### EXERCISE OBJECTIVE:
Your result should be the lines holding the word "corn", copied from the entries below.

[Natural-language object grounding data]
================
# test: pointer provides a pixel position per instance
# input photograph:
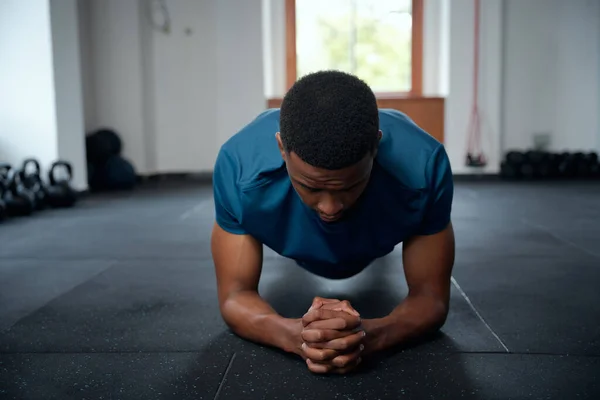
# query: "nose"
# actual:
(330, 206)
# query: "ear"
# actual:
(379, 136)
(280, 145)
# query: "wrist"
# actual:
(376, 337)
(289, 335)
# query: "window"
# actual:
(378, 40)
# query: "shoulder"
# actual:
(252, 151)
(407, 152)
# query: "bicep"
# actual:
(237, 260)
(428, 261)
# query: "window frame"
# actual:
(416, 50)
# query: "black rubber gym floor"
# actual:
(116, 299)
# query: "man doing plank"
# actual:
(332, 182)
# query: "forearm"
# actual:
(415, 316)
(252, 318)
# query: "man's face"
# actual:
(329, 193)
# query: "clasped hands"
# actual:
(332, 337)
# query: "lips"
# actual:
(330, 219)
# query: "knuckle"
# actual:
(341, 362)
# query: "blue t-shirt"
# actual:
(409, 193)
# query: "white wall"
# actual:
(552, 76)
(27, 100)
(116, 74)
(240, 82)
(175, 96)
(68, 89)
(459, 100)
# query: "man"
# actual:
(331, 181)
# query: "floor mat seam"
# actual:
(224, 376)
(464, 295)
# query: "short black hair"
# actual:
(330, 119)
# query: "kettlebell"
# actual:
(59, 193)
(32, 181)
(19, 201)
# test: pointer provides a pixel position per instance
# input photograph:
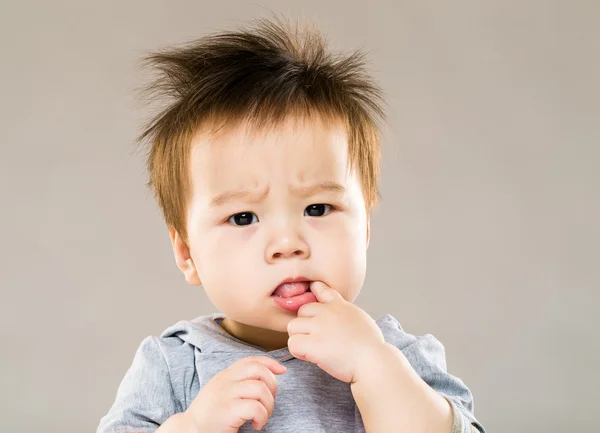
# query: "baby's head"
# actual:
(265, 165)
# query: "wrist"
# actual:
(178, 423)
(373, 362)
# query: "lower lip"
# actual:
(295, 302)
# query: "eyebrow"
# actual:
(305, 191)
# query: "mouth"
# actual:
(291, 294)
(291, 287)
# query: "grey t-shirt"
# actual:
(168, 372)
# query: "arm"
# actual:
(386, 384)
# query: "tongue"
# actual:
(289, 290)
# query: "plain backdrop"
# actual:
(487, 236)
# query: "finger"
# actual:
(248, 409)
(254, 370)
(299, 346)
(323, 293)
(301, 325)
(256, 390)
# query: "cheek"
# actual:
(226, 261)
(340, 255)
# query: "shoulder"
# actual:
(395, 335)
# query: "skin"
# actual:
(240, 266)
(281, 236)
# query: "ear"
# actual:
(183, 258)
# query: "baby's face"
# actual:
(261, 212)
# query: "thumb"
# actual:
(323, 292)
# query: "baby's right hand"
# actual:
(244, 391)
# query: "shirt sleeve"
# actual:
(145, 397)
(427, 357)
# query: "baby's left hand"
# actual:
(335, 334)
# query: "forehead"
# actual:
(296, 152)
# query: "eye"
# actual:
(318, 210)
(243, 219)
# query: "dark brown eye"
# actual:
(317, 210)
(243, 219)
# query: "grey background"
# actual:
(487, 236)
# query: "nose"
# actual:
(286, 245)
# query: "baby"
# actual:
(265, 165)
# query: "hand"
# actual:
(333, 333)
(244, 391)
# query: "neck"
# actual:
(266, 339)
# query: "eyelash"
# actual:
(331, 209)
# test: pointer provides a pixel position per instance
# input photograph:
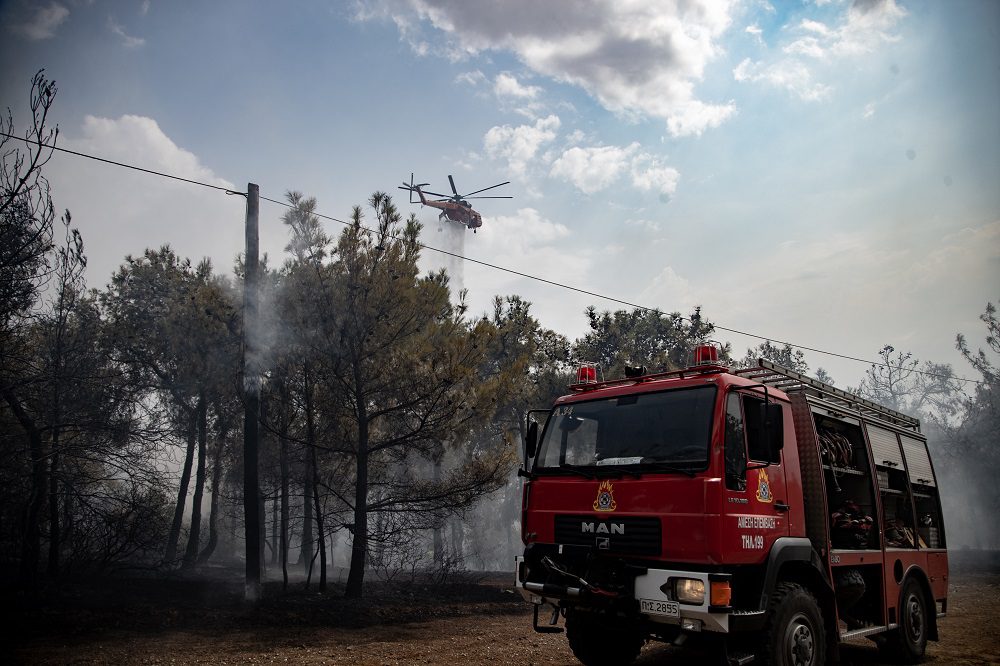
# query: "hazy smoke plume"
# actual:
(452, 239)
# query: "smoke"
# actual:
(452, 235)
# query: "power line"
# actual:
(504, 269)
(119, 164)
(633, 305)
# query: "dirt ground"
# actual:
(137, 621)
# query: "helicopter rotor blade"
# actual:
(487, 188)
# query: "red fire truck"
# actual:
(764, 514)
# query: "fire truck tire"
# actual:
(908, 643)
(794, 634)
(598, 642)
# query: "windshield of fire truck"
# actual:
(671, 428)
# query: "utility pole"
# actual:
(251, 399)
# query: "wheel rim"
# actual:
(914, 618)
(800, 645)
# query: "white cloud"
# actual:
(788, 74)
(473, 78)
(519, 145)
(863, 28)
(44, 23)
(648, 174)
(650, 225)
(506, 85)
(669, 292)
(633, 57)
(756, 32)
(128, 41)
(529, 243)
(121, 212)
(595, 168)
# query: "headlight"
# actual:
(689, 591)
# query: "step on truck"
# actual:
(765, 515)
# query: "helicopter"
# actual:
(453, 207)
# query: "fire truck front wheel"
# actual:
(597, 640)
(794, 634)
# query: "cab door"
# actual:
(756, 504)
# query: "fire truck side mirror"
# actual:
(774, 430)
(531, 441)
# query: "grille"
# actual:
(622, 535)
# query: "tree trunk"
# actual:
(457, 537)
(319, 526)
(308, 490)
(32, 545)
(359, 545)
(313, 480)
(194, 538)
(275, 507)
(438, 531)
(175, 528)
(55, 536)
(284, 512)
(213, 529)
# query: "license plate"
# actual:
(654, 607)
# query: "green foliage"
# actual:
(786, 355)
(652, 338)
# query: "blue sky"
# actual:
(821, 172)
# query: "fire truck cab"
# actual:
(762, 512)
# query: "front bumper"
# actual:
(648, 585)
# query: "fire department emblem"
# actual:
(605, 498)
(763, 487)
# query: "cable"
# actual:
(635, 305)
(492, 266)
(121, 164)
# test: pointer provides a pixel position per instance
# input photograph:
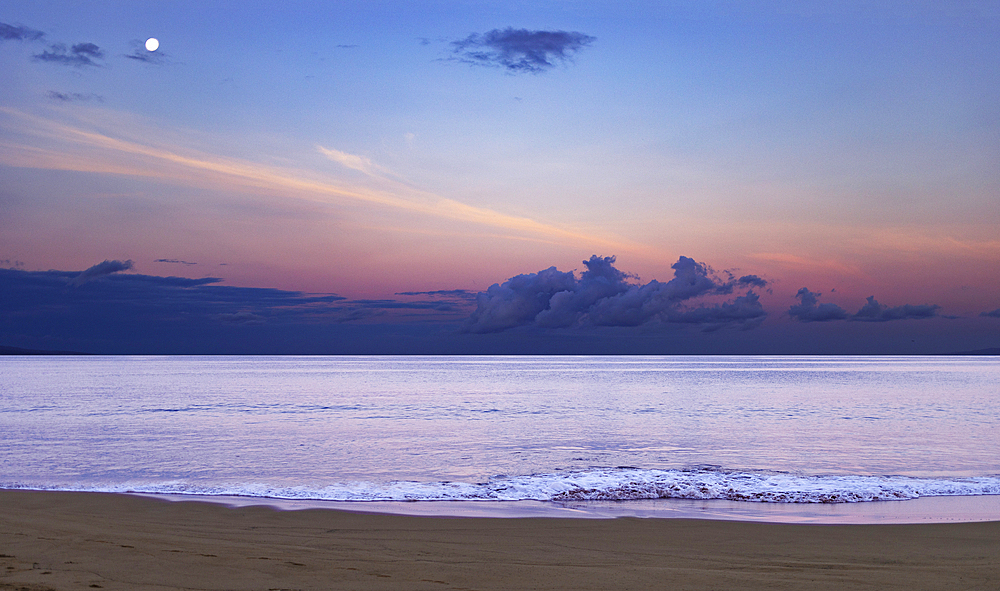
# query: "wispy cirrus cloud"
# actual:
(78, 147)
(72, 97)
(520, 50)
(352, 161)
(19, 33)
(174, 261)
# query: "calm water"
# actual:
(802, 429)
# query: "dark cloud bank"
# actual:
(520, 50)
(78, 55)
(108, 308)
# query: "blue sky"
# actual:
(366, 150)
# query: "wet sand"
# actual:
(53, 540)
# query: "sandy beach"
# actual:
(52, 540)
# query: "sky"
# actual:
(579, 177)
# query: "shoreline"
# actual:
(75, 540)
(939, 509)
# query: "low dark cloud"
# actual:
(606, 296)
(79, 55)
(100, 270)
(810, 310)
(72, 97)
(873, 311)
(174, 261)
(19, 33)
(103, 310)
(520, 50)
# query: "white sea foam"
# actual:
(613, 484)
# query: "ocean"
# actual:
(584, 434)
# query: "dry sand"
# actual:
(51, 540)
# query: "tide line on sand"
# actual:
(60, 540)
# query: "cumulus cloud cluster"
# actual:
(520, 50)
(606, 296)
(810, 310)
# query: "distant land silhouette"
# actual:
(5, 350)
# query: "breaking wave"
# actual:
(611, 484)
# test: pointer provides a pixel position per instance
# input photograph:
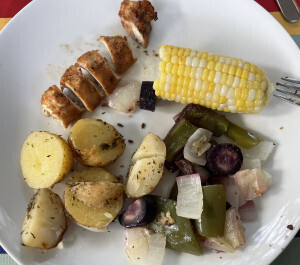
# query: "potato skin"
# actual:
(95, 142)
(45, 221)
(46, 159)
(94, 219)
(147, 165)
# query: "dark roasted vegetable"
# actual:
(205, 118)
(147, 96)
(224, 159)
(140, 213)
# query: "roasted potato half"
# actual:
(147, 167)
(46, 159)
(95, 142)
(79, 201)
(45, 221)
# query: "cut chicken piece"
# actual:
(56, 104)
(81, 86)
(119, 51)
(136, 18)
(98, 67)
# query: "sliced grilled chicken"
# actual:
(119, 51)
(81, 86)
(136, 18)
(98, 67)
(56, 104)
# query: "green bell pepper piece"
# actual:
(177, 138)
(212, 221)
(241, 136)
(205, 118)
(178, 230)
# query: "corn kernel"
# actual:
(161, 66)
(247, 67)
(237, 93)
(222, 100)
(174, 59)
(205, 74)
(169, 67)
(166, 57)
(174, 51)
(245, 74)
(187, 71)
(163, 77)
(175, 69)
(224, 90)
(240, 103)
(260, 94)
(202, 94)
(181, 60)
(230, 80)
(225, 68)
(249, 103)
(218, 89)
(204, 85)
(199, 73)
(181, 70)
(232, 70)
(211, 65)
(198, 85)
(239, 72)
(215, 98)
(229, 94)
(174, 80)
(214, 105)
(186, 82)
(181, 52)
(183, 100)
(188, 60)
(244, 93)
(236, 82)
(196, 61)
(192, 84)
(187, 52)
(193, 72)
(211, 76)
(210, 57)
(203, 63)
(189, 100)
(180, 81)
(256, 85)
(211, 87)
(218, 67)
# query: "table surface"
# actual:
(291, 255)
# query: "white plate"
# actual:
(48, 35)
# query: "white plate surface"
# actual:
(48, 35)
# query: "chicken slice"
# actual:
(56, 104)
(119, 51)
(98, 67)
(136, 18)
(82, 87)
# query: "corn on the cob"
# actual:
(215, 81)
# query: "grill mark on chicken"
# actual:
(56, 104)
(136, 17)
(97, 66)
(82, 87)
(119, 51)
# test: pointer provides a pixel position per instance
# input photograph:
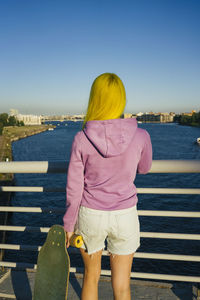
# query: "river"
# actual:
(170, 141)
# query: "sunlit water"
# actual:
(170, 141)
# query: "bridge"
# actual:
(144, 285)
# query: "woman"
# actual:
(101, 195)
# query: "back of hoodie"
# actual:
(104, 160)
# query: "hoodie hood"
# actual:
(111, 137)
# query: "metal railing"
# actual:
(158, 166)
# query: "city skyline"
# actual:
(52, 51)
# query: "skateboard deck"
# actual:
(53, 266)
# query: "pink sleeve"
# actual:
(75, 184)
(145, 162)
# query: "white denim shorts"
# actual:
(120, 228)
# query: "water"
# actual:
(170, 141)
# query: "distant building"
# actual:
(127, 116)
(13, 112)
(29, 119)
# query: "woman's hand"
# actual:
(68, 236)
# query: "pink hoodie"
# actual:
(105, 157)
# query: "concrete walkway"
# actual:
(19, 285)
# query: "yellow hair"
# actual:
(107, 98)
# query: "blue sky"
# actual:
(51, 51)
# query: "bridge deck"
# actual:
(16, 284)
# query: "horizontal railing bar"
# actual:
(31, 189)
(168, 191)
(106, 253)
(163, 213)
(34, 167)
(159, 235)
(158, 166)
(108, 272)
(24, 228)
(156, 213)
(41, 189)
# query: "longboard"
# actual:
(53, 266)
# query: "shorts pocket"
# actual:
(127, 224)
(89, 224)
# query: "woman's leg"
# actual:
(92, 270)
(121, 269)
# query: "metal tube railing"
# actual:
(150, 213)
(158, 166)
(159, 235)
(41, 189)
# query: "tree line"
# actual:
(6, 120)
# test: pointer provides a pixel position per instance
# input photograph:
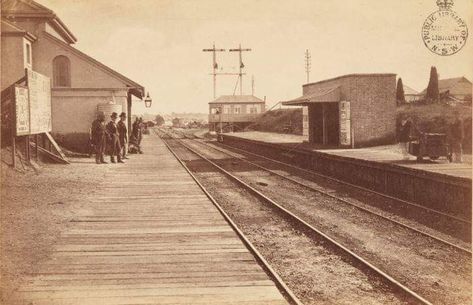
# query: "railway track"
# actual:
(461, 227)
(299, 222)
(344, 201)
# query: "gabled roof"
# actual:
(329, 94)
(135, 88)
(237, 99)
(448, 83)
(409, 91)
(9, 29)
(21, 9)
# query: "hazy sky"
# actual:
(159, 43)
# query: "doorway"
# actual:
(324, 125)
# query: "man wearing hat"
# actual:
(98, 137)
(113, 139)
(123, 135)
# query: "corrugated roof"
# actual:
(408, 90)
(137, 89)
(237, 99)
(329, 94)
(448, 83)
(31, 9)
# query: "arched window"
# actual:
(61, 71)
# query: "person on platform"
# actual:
================
### TASK SOLUTION:
# query: "corn kernel"
# query: "corn on the cob"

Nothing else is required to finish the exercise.